#### Provided text

British Indian Army officer (1885–1982)

Lieutenant Colonel Charles Hamilton Grant Hume Harvey-Kelly (1885–1982), also known as C. H. G. H Harvey-Kelly, was a British Indian Army officer who served as Military Attaché to Kabul (1924–26). In 1926 he was awarded the MacGregor Memorial Medal for military reconnaissances and journeys of exploration.

==Life==
Harvey-Kelly was born in 1885, the son of Colonel H. Harvey-Kelly of the Indian Army. He was educated at Bedford Modern School, where he was in the first XV in 1902 and stroked the first four in 1903. His brother was H.D. Harvey-Kelly, the first Royal Flying Corps pilot to land in France in the First World War.

After graduating at the Royal Military College, Sandhurst, he was commissioned as a 2nd lieutenant on 18 January 1905. He joined the British Indian Army in 1906 and was posted to the 127th Baluch Light Infantry becoming Double Company Officer. He was promoted to Lieutenant on 19 April 1907, and served in East Africa (Somaliland) between 1908 and 1910 (medal and clasp). Harvey-Kelly served with the Indian Contingent at the Coronation of King George VI in 1911 after which he was promoted Company Officer and Adjutant.

Harvey-Kelly was promoted to captain in 1914 and during the First World War he fought on the North West frontier having been ill when his unit was shipped to the Western Front. He was mentioned in dispatches three times, made a brevet major and was awarded the Distinguished Service Order in June 1919.

On 18 January 1920 he was promoted to major, and was at the staff college in Quetta in 1921. He was Military Attaché in Kabul between 1924 and 1926, and was awarded the MacGregor Memorial Medal for military reconnaissances and journeys of exploration. His papers concerning the expedition to Afghan Turkestan are held in the national archive. He retired from the Indian Army in 1928 and was promoted to Lieutenant-Colonel on retirement.

In 1922, Harvey-Kelly married Sybil Mary Nuttall M.B. B.S. D.P.H., daughter of Harry Nuttall JP MP. They had four sons and one daughter. In 1940 he wrote to The Times regarding an obituary of the comedian Harry Tate that had been published in the paper:

In 1913 an Indian officer rejoined his regiment after a tour of duty as orderly officer to King George V. When asked what was the most remarkable sight of his visit to Europe he answered "Tate Sahib's moustache."

Harvey-Kelly retired to his native Ireland, eventually settling in Clonhugh, County Westmeath where he died in 1982.

########

# [What to work on]
Copy out, word for word, the part of the Harvey-Kelly biography above that runs from "In 1922, Harvey-Kelly" up to and including "died in 1982.".

#### Data section

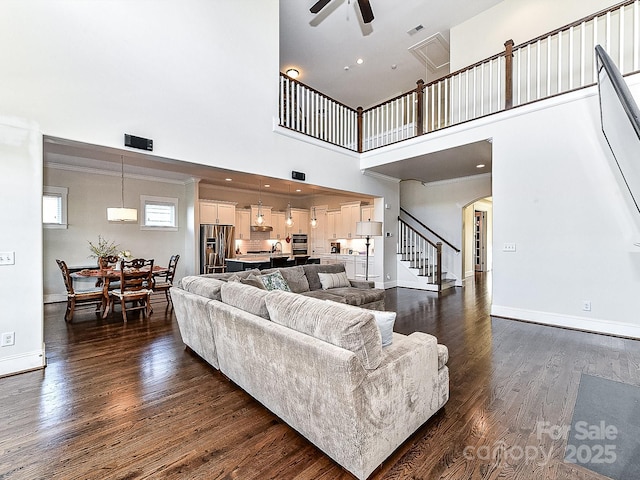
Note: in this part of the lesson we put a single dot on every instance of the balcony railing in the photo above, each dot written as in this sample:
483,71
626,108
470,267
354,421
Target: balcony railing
555,63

########

# [Written solution]
In 1922, Harvey-Kelly married Sybil Mary Nuttall M.B. B.S. D.P.H., daughter of Harry Nuttall JP MP. They had four sons and one daughter. In 1940 he wrote to The Times regarding an obituary of the comedian Harry Tate that had been published in the paper:

In 1913 an Indian officer rejoined his regiment after a tour of duty as orderly officer to King George V. When asked what was the most remarkable sight of his visit to Europe he answered "Tate Sahib's moustache."

Harvey-Kelly retired to his native Ireland, eventually settling in Clonhugh, County Westmeath where he died in 1982.